-- SHORT EXERCISE --
Convert the listing below into a two-column CSV with the columns "request" and "answer," one row per request. Put the request text and its answer each in a single quoted field, with line breaks replaced by spaces.

[Entries for bounding box labeling]

....

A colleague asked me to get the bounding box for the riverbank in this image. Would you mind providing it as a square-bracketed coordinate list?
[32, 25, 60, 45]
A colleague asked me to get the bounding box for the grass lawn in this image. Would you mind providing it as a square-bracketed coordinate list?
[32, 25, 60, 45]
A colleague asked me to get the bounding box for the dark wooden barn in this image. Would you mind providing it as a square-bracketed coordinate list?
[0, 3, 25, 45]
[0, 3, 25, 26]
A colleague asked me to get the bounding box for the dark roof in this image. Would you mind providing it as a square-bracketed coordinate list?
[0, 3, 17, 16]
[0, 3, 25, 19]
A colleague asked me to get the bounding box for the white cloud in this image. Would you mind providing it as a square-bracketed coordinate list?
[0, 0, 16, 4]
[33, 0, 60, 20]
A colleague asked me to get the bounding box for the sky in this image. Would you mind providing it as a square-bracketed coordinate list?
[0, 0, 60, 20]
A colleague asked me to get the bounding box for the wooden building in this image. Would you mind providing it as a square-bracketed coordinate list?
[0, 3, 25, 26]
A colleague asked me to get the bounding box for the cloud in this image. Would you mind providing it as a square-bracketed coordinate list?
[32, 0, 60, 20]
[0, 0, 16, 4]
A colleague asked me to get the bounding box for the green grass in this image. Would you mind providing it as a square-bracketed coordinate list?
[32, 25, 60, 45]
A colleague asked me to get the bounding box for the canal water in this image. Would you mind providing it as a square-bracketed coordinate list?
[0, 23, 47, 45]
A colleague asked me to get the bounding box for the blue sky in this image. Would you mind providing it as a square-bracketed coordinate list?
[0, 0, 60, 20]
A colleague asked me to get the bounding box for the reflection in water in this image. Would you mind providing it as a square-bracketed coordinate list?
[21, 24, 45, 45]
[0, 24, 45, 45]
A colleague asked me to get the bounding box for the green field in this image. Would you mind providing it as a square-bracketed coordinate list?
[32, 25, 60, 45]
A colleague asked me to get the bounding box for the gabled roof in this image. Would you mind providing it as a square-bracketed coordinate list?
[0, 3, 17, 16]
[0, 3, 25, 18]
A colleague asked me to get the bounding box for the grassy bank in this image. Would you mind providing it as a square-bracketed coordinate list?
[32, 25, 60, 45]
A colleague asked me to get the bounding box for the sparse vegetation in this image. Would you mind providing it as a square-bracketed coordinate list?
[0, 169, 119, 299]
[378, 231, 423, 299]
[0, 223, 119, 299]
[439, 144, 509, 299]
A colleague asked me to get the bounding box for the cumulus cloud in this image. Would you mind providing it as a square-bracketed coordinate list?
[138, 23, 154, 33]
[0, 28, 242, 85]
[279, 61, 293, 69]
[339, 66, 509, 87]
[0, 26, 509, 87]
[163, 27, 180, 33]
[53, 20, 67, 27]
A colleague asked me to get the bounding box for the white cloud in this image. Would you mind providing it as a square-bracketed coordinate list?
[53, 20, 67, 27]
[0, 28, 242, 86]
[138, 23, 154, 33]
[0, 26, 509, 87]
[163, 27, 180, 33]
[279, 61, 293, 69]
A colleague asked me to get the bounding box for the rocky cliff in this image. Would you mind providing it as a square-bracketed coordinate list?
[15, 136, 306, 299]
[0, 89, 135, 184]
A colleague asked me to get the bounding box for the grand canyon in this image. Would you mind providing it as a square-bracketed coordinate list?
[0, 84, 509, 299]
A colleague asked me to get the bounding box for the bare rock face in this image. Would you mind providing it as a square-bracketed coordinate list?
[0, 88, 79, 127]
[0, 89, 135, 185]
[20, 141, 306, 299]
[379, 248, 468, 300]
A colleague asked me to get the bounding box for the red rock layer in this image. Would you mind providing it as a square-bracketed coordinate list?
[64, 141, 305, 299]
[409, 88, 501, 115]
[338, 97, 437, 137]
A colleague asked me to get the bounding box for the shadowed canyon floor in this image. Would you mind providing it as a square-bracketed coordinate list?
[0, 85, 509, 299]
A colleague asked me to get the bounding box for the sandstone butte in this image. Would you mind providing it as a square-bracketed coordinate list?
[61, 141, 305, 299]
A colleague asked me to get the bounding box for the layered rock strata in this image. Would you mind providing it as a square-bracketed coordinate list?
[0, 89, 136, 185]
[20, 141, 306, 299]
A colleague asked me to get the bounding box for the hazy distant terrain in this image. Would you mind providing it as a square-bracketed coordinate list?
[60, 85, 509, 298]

....

-- ANSWER TO THIS PROBLEM --
request,answer
"A colleague asked me to get the bounding box for the riverbank in this image. Would you mind providing it as a square-bracketed coordinate list?","[32, 25, 60, 45]"
"A colleague asked me to get the bounding box for the grass lawn in this image. Would you mind providing it as a square-bracketed coordinate list?","[32, 25, 60, 45]"
"A colleague asked me to get the bounding box for the dark wooden barn in this image. Would you mind providing it as a square-bracketed coordinate list?","[0, 3, 25, 45] [0, 3, 25, 26]"
"A colleague asked me to get the bounding box for the dark roof in this image. Would you mind providing it as a square-bracketed coordinate list?","[0, 3, 17, 16] [0, 3, 25, 19]"
"A colleague asked me to get the bounding box for the white cloud in this image. Would you mind providing it as a square-bracketed coordinate list?","[0, 0, 16, 4] [33, 0, 60, 20]"
"A colleague asked me to get the bounding box for the sky in this image. Would you mind providing it as a square-bracketed coordinate list?","[0, 0, 60, 20]"
"A colleague asked me to get the bounding box for the wooden building in this image. Would you mind providing it as a square-bracketed coordinate list?","[0, 3, 25, 26]"
"A colleague asked me to get the bounding box for the cloud in this image. Would you mind providing it as a square-bracketed coordinate list?","[32, 0, 60, 20] [0, 0, 16, 4]"
"A colleague asked me to get the bounding box for the green grass in this image. Would you mind providing it as a square-bracketed coordinate list?","[32, 25, 60, 45]"
"A colleague asked me to get the bounding box for the canal water in this image. Would you mind providing it as a square-bracketed coordinate list?","[0, 23, 47, 45]"
"A colleague asked me to get the bounding box for the blue sky in this image. Would you mind providing it as a square-bracketed coordinate list?","[0, 0, 60, 20]"
"A colleague asked me to get the bounding box for the reflection in water in this image. Would you mind providing it as a square-bracketed coordinate list?","[21, 24, 45, 45] [0, 24, 45, 45]"
"A colleague asked me to get the bounding box for the green field in this image. Would you mind providing it as a square-bracketed coordinate list?","[32, 25, 60, 45]"
"A colleague asked me to get the bounding box for the gabled roof in this image. Would you mind providing it as a square-bracketed coordinate list?","[0, 3, 17, 16] [0, 3, 25, 18]"
"A colleague asked me to get the bounding box for the grassy bank in this image. Would you mind providing it as a square-bracketed coordinate list?","[32, 25, 60, 45]"
"A colleague asked me to get the bounding box for the sparse vegetation in this image. Would you mind providing it as a square-bracketed coordinate list?","[0, 169, 119, 299] [378, 231, 423, 299] [0, 223, 119, 299] [439, 144, 509, 299]"
"A colleague asked me to get the bounding box for the cumulus cloud in this image. Would you mind providing it as a square-bracketed coordinate list?","[138, 23, 154, 33] [0, 28, 242, 85] [279, 61, 293, 69] [339, 66, 509, 87] [0, 26, 509, 87] [163, 27, 180, 33] [53, 20, 67, 27]"
"A colleague asked me to get the bounding box for the white cloud in this image. Would you mind providing it as a square-bracketed coordinate list?","[53, 20, 67, 27] [0, 28, 242, 86] [138, 23, 154, 33] [0, 26, 509, 87] [163, 27, 180, 33] [279, 61, 293, 69]"
"A colleague asked me to get the bounding box for the rocky cliff in this image. Would you mind providing it as a square-bracketed coordinate list?","[15, 136, 306, 299] [0, 89, 135, 184]"
"A colleague asked me to get the bounding box for the grand canyon in this image. Would you mind providing it as a square-bracketed coordinate list?","[0, 84, 509, 299]"
"A colleague asked me to get the bounding box for the bare rock face in this image. Would you mind providing it as a square-bracketed coordinate list?","[0, 88, 79, 127] [0, 89, 135, 185] [20, 141, 306, 299] [379, 248, 468, 300]"
"A colleague asked me to get the bounding box for the red rock layer in this image. Would you mind providing it as a square-bracketed coordinate list?","[64, 141, 305, 299] [409, 88, 501, 115] [338, 97, 437, 137]"
"A colleague asked me to get the bounding box for the shadowed canyon floor in this image. Would you mind providing it as a square-bracketed coordinate list?","[0, 85, 509, 299]"
"A colleague asked me to get the bounding box for the sandstone butte in this image. Would you mind providing it as a square-bracketed coordinate list?","[61, 141, 305, 299]"
"A colleague asked me to get the bounding box for the layered rock strata in this image. Would you mind providing it as a square-bracketed coordinate list?","[0, 89, 136, 185] [20, 141, 306, 299]"
"A colleague asked me to get the bounding box for the hazy distant terrain in this image. Would you mind providing it as a square-bracketed coordinate list?","[60, 85, 509, 298]"